▶ [Задание A]:
Ответьте по тексту о возрастах жизни:
(i) Чем служат первые двадцать лет жизни?
(ii) Какому времени года соответствуют тридцатые годы?
(iii) Как названы сороковые годы в последней фразе?

▶ [Источник]:
++++++++

Читаем Странник и его тень полностью

Возрасты жизни. - Сравнение четырех времен года с четырьмя возрастами жизни является весьма почтенной глупостью. Ни первые, ни последние двадцать лет жизни не соответствуют никакому времени года, если не довольствоваться сравнением седых волос с снегом и другими подобными совпадениями в цвете. Первые двадцать лет служат подготовкой к жизни вообще; они как бы представляют из себя длинный первый день нового года, за которым следует еще целый год жизни. - Последние же двадцать лет посвящены обзору пережитого, подведению итогов прошлого, как в меньшем размере мы это делаем всякий раз при наступлении нового года. Но между первым и последним периодом жизни есть еще третий период, который можно сравнить с временами года; этот период начинается с двадцати лет и продолжается до пятидесяти (мы берем все десятилетия целиком, но само собою разумеется, что каждый, сообразно своему личному опыту, может подразделить их на меньшие, более точные промежутки времени). Эти три десятка лет соответствуют трем временам года: - лету, весне и осени; зимы в человеческой жизни нет. С зимою просто сравнивают те, к сожалению, нередкие, жестокие, холодные, безнадежные и бесплодные периоды жизни человека, когда им овладевают недуги. Двадцатые годы это жаркие, трудные, бурные, утомительные годы, когда день хвалят вечером, отирая со лба капли пота; годы, когда труд кажется тяжелым, но необходимым. Эти двадцатые годы представляют из себя лето жизни. Тридцатые годы соответствуют весне: температура тогда то слишком высока, то слишком низка, непостоянна, хотя и привлекательна; всюду струятся соки, всюду появляется обилие листвы, запах распускающихся почек, волшебный рассвет и чудные ночи, труд, к которому будит нас пение птиц - настоящая работа сердца, наслаждение собственным здоровьем, силой и крепостью, усиливаемое еще надеждой на будущее. Наконец, сороковые годы: годы, полные таинственности, как все неподвижно; эти годы подобны обширной горной равнине, по которой пробегает свежий ветерок, над которой сияет безоблачное небо, смотрящее на землю с одинаковою кротостью и днем и ночью. - Это время жатвы и сердечной ясности, это - осень жизни.

++++++++

Данные точечной разметки:
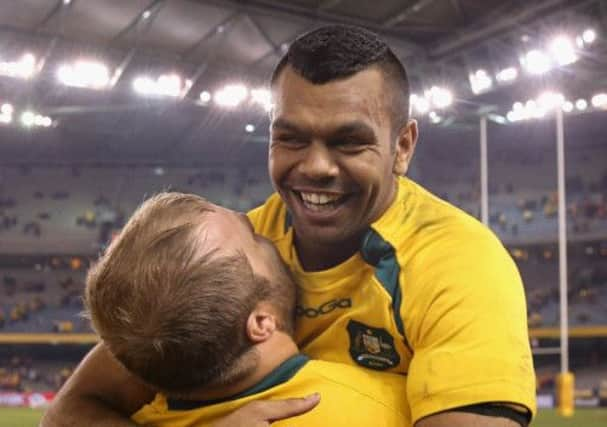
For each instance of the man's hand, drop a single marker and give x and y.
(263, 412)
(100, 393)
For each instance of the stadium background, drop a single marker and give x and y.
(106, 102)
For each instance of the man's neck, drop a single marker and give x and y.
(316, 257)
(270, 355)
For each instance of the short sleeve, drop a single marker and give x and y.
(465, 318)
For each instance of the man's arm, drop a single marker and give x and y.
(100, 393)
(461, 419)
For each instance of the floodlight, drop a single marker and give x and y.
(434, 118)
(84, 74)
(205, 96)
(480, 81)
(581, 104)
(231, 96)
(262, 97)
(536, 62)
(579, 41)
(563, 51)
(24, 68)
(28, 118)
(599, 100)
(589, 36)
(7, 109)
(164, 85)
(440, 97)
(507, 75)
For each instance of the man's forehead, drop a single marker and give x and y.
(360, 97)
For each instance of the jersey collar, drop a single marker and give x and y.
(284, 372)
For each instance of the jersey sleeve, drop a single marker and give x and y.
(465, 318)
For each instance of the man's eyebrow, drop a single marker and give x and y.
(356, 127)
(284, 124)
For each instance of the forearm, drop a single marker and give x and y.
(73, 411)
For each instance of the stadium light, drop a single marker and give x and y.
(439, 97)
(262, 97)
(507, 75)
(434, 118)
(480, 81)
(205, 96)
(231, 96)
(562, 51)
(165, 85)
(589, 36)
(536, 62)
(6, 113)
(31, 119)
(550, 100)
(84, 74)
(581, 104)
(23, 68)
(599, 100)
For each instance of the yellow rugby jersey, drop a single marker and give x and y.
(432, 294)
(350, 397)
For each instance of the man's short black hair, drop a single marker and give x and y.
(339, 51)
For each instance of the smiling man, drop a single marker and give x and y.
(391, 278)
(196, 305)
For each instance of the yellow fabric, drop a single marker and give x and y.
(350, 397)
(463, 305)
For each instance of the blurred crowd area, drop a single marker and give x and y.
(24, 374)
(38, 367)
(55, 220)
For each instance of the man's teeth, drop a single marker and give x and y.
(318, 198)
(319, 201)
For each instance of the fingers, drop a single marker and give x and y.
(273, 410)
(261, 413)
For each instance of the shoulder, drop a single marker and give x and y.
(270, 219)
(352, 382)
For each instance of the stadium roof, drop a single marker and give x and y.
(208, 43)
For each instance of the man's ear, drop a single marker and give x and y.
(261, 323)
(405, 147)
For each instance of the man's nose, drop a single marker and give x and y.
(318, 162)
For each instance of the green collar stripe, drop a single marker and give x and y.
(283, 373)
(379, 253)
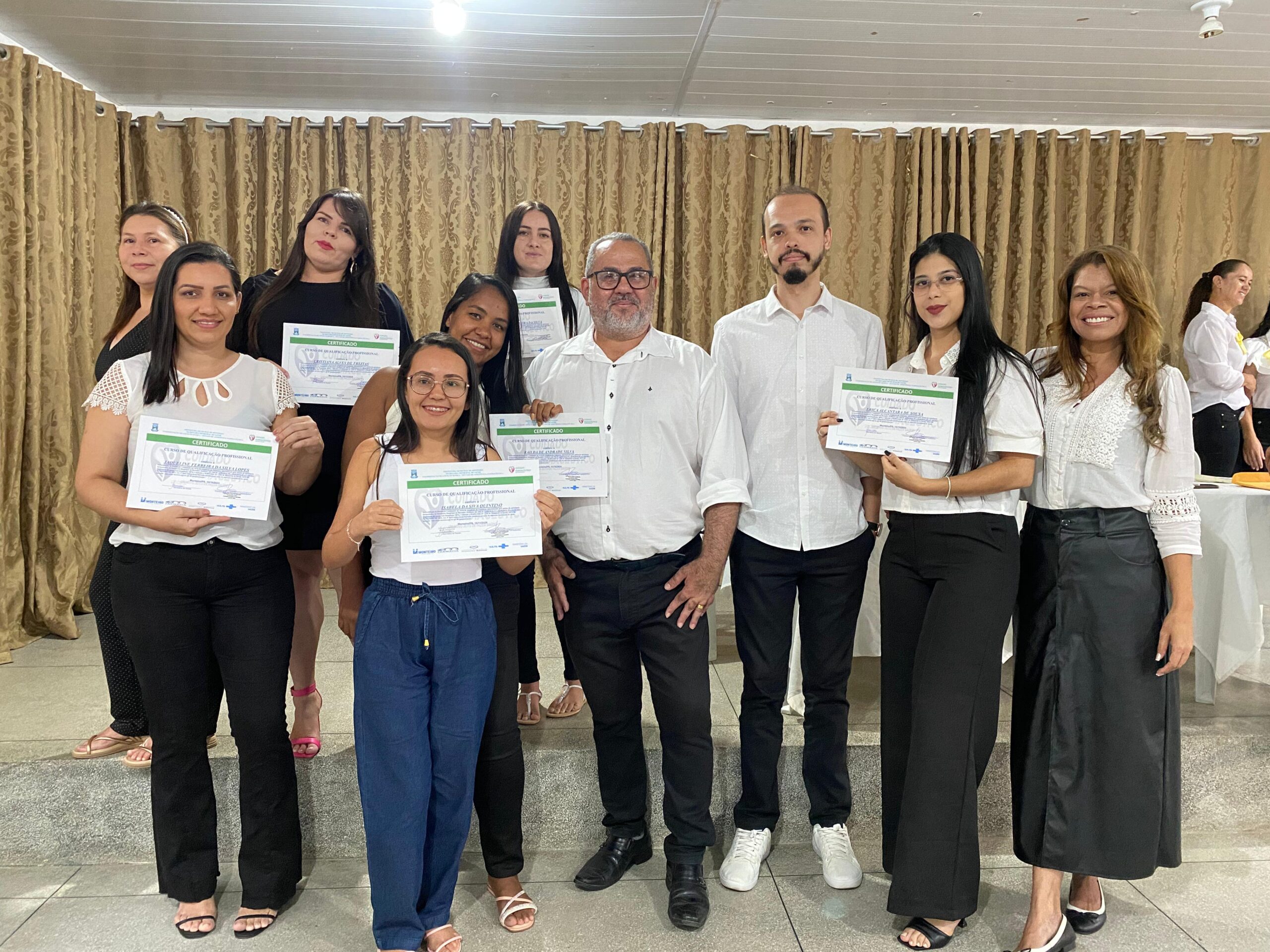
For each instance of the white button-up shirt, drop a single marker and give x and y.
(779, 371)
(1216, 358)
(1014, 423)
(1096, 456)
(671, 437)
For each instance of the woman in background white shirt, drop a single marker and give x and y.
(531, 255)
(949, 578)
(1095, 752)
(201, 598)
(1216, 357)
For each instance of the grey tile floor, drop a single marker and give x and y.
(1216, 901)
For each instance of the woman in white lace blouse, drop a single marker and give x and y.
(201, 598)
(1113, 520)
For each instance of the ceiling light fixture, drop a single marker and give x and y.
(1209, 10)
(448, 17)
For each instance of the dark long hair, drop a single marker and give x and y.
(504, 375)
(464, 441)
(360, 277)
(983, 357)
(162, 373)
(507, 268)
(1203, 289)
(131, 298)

++++++++

▶ [Задание B]: Перечислите все строки записей, в которых встречается слово «short».

▶ [Правильный ответ A]:
(i) Подготовкой к жизни вообще.
(ii) Весне.
(iii) Временем жатвы и сердечной ясности, осенью жизни.

▶ [Правильный ответ B]:
For each instance of the short sleeve, drop a single marker and give x and y.
For each instance of the man's short black hair, drop a single marker and give x and y.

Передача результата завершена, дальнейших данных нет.